Pictures aside, repeat every entry exactly.

#### RECORDS PROVIDED ####

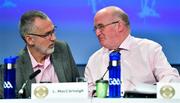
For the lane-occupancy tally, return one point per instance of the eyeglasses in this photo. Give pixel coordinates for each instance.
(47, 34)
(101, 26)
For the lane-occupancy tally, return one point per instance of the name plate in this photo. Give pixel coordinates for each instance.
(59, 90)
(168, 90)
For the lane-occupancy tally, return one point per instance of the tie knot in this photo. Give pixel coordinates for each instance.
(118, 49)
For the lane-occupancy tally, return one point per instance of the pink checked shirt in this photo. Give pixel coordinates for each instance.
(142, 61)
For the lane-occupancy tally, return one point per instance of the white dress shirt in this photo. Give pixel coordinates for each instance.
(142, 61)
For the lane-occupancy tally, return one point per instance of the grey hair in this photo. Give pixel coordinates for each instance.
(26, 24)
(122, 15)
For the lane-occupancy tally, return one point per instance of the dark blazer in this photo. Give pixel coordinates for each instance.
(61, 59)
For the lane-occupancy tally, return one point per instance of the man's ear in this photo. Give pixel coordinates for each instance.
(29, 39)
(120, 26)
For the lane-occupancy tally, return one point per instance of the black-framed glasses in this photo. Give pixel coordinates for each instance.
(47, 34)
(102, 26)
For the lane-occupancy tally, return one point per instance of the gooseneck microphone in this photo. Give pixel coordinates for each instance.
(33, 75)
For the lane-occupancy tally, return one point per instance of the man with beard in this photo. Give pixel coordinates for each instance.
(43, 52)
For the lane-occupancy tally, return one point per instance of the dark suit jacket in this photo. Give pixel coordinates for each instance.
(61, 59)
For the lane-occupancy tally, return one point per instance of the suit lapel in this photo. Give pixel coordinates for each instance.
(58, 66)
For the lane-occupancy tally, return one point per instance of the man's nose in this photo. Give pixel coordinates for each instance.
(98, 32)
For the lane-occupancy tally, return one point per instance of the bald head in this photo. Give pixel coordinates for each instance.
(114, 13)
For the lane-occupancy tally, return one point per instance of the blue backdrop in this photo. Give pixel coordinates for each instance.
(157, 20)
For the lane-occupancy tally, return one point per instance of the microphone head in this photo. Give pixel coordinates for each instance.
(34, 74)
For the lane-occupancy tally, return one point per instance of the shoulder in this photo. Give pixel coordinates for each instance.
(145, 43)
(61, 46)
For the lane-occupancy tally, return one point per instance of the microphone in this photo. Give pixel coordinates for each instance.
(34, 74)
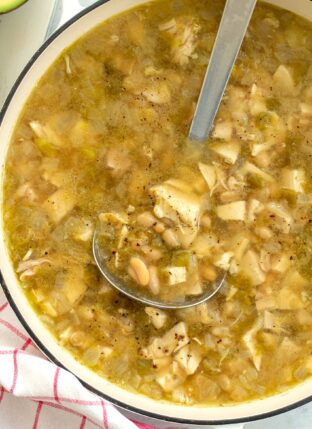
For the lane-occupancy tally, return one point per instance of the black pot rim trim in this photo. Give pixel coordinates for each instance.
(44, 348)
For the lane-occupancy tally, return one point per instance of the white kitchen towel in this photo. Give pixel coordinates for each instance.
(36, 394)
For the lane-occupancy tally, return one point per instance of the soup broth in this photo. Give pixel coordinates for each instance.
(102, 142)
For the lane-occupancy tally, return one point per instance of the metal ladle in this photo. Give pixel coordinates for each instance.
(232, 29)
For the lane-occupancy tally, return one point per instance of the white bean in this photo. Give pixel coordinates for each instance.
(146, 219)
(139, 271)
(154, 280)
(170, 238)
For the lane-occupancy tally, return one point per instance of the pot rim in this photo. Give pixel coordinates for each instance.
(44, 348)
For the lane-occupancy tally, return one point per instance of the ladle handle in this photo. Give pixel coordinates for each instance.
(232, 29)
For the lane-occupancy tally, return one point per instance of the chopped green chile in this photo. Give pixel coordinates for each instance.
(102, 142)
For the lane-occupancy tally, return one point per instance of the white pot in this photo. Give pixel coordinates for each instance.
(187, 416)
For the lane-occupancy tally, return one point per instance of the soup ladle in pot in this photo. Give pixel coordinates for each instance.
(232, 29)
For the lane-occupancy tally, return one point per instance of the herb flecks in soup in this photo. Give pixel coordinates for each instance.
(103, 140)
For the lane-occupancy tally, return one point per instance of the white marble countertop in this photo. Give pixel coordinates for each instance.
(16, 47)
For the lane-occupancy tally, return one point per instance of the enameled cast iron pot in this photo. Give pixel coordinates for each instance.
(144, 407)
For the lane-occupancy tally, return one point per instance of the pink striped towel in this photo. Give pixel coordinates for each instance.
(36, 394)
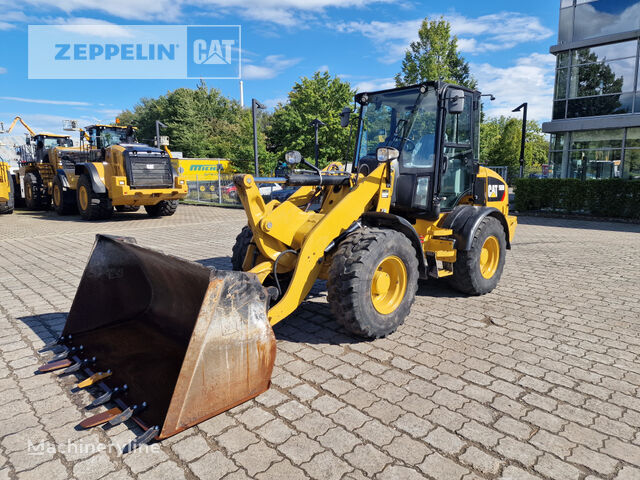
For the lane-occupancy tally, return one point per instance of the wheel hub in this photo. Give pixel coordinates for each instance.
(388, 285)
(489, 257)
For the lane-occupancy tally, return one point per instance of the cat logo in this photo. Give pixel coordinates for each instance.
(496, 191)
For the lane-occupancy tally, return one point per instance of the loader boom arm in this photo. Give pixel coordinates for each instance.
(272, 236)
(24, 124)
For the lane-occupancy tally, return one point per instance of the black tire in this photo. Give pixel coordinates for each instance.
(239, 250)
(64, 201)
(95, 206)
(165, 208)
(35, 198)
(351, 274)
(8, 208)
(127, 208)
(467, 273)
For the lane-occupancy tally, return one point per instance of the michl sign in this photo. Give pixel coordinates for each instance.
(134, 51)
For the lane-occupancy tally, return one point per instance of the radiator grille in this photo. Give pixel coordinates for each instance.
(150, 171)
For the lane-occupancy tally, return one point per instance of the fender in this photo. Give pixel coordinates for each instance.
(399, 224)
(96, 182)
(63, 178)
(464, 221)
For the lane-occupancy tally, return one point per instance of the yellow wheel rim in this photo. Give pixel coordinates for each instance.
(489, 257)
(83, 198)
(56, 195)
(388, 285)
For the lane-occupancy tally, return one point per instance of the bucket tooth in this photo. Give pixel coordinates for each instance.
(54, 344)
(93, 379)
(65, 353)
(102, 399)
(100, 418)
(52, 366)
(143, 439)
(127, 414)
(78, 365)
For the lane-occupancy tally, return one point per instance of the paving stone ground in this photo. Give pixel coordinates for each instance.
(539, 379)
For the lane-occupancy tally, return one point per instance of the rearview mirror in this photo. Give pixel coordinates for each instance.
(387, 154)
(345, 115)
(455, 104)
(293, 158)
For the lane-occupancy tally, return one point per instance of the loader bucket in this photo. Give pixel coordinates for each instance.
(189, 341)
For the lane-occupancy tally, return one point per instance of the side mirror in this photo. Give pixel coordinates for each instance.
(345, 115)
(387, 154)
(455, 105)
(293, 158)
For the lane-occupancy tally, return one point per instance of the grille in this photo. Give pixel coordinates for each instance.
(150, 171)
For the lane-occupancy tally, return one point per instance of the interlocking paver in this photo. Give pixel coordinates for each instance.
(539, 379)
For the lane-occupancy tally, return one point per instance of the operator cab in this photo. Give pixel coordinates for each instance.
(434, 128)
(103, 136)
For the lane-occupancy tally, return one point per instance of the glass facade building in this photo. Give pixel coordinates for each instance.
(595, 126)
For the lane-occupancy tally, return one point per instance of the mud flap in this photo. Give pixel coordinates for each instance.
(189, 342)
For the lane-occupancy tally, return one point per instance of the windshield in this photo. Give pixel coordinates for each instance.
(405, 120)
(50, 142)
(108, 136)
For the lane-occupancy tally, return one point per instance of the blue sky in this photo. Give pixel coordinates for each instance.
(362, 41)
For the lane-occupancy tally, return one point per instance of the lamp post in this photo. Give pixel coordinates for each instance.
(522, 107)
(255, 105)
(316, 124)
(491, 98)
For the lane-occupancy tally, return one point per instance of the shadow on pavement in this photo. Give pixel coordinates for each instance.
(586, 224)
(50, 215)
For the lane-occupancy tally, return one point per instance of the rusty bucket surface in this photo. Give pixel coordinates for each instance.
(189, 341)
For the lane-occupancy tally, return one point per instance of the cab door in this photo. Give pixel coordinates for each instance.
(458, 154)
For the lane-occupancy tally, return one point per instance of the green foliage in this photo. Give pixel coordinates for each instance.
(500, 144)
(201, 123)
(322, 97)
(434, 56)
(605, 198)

####

SOLUTION TO THE EXERCISE:
For the lane-occupancy tally, return one point per instance of the eyeglasses in this photo. Give pixel coordinates for each instance.
(47, 34)
(101, 26)
For the lane-occupancy tally, return one point per instance of the name plate in this photo. Give pixel coordinates for each instance.
(59, 90)
(168, 90)
For the lane-occupancy tally, return one point per instance of the tie knot in this photo. Give pixel coordinates for each instance.
(118, 49)
For the lane-occupancy tally, return one point per instance of the pink checked shirt in this photo. Give pixel coordinates for each instance.
(142, 61)
For the lane-occupancy tally, return one point per instance of the white dress shirt in this photo. Give pixel coordinates for each instance.
(142, 61)
For the lane-occupancy tally, return one point per instance of the grey hair in this photo. Give pixel coordinates for each instance.
(26, 24)
(122, 15)
For the lane-occupancy tally, return one point per instance of the dark blazer in this photo. Give pixel coordinates for each instance.
(61, 59)
For the lane-occupancy tally, return one point per instance of the man's ear in this photo. Give pixel coordinates for each instance.
(29, 39)
(120, 26)
For the lane-occupancy tally, return one point per instance of the black-framed glasses in this photo. Give pixel coordinates for each instance.
(47, 34)
(102, 26)
For the lane-occupancy tally, return one point per instance of the gooseneck microphone in this photo. Give pixel coordinates for each instance.
(33, 75)
For the lane-occupancy tally, return one point per instance of the man with beard in this photo. Give pixel coordinates for each instance.
(43, 52)
For the lane-occupancy tally, return one point per instance of the dark suit jacket in this photo. Give pixel coordinates for each instance.
(61, 59)
For the lane-occupancy tally, return one point per instance of the suit lapel in this photo. Give pixel coordinates for each instance.
(58, 66)
For the lane-occupancy tally, return one point per instance of the man's nose in this photo. Give pixel coordinates for each instance.
(98, 32)
For the lane-occupancy tally, return one point per instance of the bald head in this photo. Give pixel coordinates for each instance.
(114, 13)
For the lane-occupancy tally, return one point per instance of the blue backdrop in this photo. Give pixel coordinates for each instance.
(157, 20)
For the lane-occupancy tally, return one point per instance of the microphone head in this photo. Give pixel coordinates for each instance.
(34, 74)
For the lane-occupancy tally, return one point per instance of the shoulder in this photo. Give pixel coordinates for each instance.
(145, 43)
(61, 46)
For the lane-occupancy tally, return one point per instance of the microphone in this photo. Give pixel coordinates for each instance.
(34, 74)
For the lane-occupancy tally, return one point per instance of the black pot rim trim in this photo. Give pixel coordinates for each instance.
(44, 348)
For the lane-occupancy tally, return one point per instance of the white kitchen towel in this photo. Give pixel coordinates for each instance.
(36, 394)
For the lane-occupancy tally, return one point per instance of the soup broth in this photo. Give pixel coordinates for each instance.
(102, 142)
For the lane-occupancy tally, return one point per instance of the metal ladle in this photo. Give pixel coordinates for each instance.
(232, 29)
For the lane-occupancy tally, return one point per instance of the white bean in this photo. Give pixel coordinates for each instance.
(146, 219)
(139, 271)
(154, 280)
(170, 238)
For the lane-occupancy tally, return one point per instance of the pot rim in this photo. Give pixel coordinates for each instance.
(44, 348)
For the lane-occupancy tally, return one point per instance of the ladle handle in this photo. Give pixel coordinates for each instance.
(232, 29)
For the lane-occupancy tally, return one point per instance of the chopped green chile in this photo. Give pixel coordinates for each instance.
(102, 142)
For the lane-occupancy tally, return one point per instance of the white pot in this photo. Give pixel coordinates for each instance.
(187, 416)
For the lane-occupancy tally, return one point per instance of the soup ladle in pot in this photo. Give pixel coordinates for each instance.
(232, 29)
For the lane-occupancy tally, return one point per instance of the herb flecks in soup in this photo. Give pixel coordinates for each instance.
(103, 140)
For the lane-occupancy tally, return one point per instance of the white marble countertop in this photo. Give pixel coordinates for each instance.
(16, 47)
For the lane-occupancy tally, return one point per instance of the enameled cast iron pot in this photo. Give pixel coordinates for each instance.
(144, 407)
For the lane-occupancy tally, return one point per instance of the pink striped towel in this photo. Give pixel coordinates for each instance.
(36, 394)
For the lane-occupancy tally, return one point per instance of the wheel hub in this photo. Give pixel coordinates for each instance.
(388, 285)
(489, 257)
For the lane-occupancy tally, return one point per instance of the cat logo in this photo. Give pixel coordinates for each instance.
(496, 191)
For the lane-occupancy tally, return one point per instance of the loader boom arm in this photo. Give pixel coordinates for each instance.
(272, 236)
(24, 124)
For the lane-occupancy tally, return one point per instance of the black tire in this photo. Give pixel coordinates for each instance.
(239, 250)
(64, 201)
(95, 206)
(165, 208)
(35, 198)
(351, 274)
(8, 208)
(127, 208)
(467, 273)
For the lane-occupancy tally, return one point per instance of the michl sign in this photo. Give pixel coordinates for each instance.
(134, 51)
For the lane-occupancy tally, return one point per instance of the radiator grille in this photo. Give pixel coordinates for each instance.
(150, 171)
For the lane-occupancy tally, return one point per instance of the fender in this photo. Give pixel coordinates for each instance.
(399, 224)
(96, 182)
(63, 178)
(464, 221)
For the lane-occupancy tally, return one point per instance of the yellow wheel rim in this photo. Give pixel coordinates for each instance.
(489, 257)
(83, 198)
(56, 195)
(388, 285)
For the lane-occupancy tally, return one point per instance of the bucket tooth in this photo. Give pixel coordinates for each instance.
(54, 344)
(93, 379)
(65, 353)
(102, 399)
(100, 418)
(52, 366)
(143, 439)
(127, 414)
(78, 365)
For the lane-occupancy tally, return one point per instance of the paving stone ground in this photo. Give pixel coordinates for each instance.
(539, 379)
For the lane-occupancy tally, return one point per instance of the rearview mirror in this photo. Give pixel coordinates for each instance.
(387, 154)
(345, 115)
(455, 104)
(293, 158)
For the lane-occupancy tally, return one point per instance of the loader bucket in this photo. Give pixel coordinates for each instance.
(189, 341)
For the lane-occupancy tally, return one point per instance of the side mirror in this photo. Give pixel coordinates for each instance.
(345, 115)
(387, 154)
(455, 105)
(293, 158)
For the lane-occupancy tally, return one point per instance of the grille in this photo. Give pixel coordinates for each instance.
(150, 171)
For the lane-occupancy tally, return one point per instance of the interlocking paver in this photo. Give pixel coordinates for each instance.
(539, 379)
For the lane-occupancy tally, return one point per instance of the operator cab in this photo. Give pixel coordinates for each instance.
(434, 128)
(103, 136)
For the lane-occupancy tally, return one point per instance of the glass facade building in this photo. Give pixel coordinates for each instance.
(595, 126)
For the lane-occupancy tally, return one point per instance of the mud flap in this photo. Give pixel coordinates for each instance.
(189, 342)
For the lane-occupancy tally, return one point per instance of the windshield in this photo. Give pixel coordinates for each instance.
(405, 120)
(50, 142)
(108, 136)
For the lane-occupancy tally, return one point per instance of the blue sky in this photo. Give pixel coordinates for each instance.
(362, 41)
For the lane-occupancy tally, return one point per instance of the lamp post in this photo. Give pixel coordinates for each instance.
(522, 107)
(255, 105)
(316, 124)
(491, 98)
For the lane-occupancy tally, return one point per instance of the shadow on pavement in this photo. Give pixel coordinates for each instance.
(586, 224)
(50, 215)
For the lane-occupancy tally, return one point per instance of the rusty bucket surface in this photo. Give pixel coordinates for each instance.
(189, 341)
For the lane-occupancy tally, return one point per instance of the cab door in this photo. Give pixel coordinates for each instance.
(458, 154)
For the lane-occupancy tally, return one point per instance of the green foliage in this photo. Give pixel coordinates for each instance.
(500, 144)
(201, 123)
(322, 97)
(434, 56)
(605, 198)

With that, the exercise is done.